* **TRAVAIL DEMANDÉ**
1. Reproduisez, dans le passage sur Flutter, le texte qui commence par « Inconvénients » et se poursuit jusqu'à « et Android existent. ».
2. Résumez le passage sur Flutter en deux phrases.
3. Répondez à ces questions sur le passage sur Flutter :
(a) En quelle année Google a-t-il annoncé le projet Hummingbird ?
(b) Combien de fois moins de code faut-il en Flutter qu'en Android pour une même appli ?
(c) Plutôt que deux équipes indépendantes, de quel type d'équipe peut-on avoir besoin ?

======== PASSAGE RETENU ========

En 2018, Google annonce le projet Hummingbird permettant de faire fonctionner une application Flutter sur un navigateur web. À la GoogleI/O 2019, Flutter va plus loin avec Flutter for web.

Build the best way to develop for a screen

Conclusion

Avantages

  • Hot-reload et outillage

  • Un langage moderne : Dart

  • Moins verbeux : 2 à 3 fois moins de code en Flutter qu’en Android pour une même appli

  • “Natif”, les performances au rendez-vous

Inconvénients

  • …“Natif”, mais pas le rendu

  • Pas d’intégrations aux fonctionnalités natives

  • L’écosystème est encore jeune et semble manquer de maturité

  • Dart

Je reste persuadé que dans un monde idéal votre application mobile devrait être native : sans compromis, parfaitement intégrée, performante, sur le store, accédants aux APIs natives de façon efficace. Évidemment c’est plus coûteux et plus complexe, même si vous n’avez pas forcément besoin de deux équipes indépendantes mais plutôt d’une feature team. On me souffle dans l’oreillette que des développeurs à la fois iOS et Android existent.

======== JEU DE DONNÉES ========

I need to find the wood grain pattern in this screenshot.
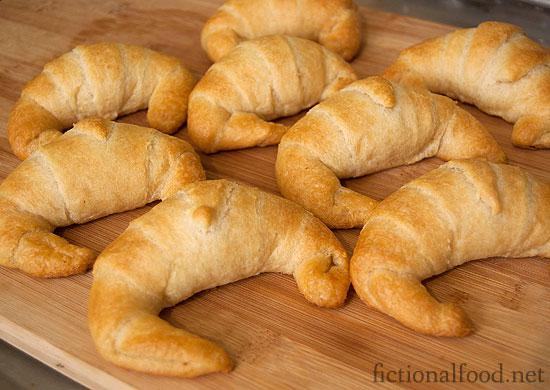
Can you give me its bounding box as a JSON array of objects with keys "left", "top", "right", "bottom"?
[{"left": 0, "top": 0, "right": 550, "bottom": 390}]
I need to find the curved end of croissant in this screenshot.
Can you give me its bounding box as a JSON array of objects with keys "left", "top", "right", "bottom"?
[
  {"left": 201, "top": 27, "right": 242, "bottom": 62},
  {"left": 319, "top": 8, "right": 361, "bottom": 61},
  {"left": 7, "top": 96, "right": 63, "bottom": 160},
  {"left": 147, "top": 65, "right": 196, "bottom": 134},
  {"left": 512, "top": 115, "right": 550, "bottom": 149},
  {"left": 0, "top": 210, "right": 96, "bottom": 278},
  {"left": 351, "top": 266, "right": 474, "bottom": 337},
  {"left": 88, "top": 276, "right": 233, "bottom": 378},
  {"left": 294, "top": 255, "right": 350, "bottom": 307}
]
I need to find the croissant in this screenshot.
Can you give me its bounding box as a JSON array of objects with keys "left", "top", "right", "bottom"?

========

* **RÉPONSES ATTENDUES**
1.
Inconvénients

  • …“Natif”, mais pas le rendu

  • Pas d’intégrations aux fonctionnalités natives

  • L’écosystème est encore jeune et semble manquer de maturité

  • Dart

Je reste persuadé que dans un monde idéal votre application mobile devrait être native : sans compromis, parfaitement intégrée, performante, sur le store, accédants aux APIs natives de façon efficace. Évidemment c’est plus coûteux et plus complexe, même si vous n’avez pas forcément besoin de deux équipes indépendantes mais plutôt d’une feature team. On me souffle dans l’oreillette que des développeurs à la fois iOS et Android existent.

2. Le texte rappelle que Google a annoncé en 2018 le projet Hummingbird pour faire fonctionner une application Flutter sur un navigateur web, puis Flutter for web à la Google I/O 2019, et il énumère les avantages de Flutter (hot-reload, langage Dart, code moins verbeux, performances) et ses inconvénients (rendu non natif, absence d'intégration aux fonctionnalités natives, écosystème jeune, Dart). Il conclut que, dans un monde idéal, une application mobile devrait être native, même si c'est plus coûteux et plus complexe.

3.
(a) En 2018.
(b) Deux à trois fois moins.
(c) D'une feature team.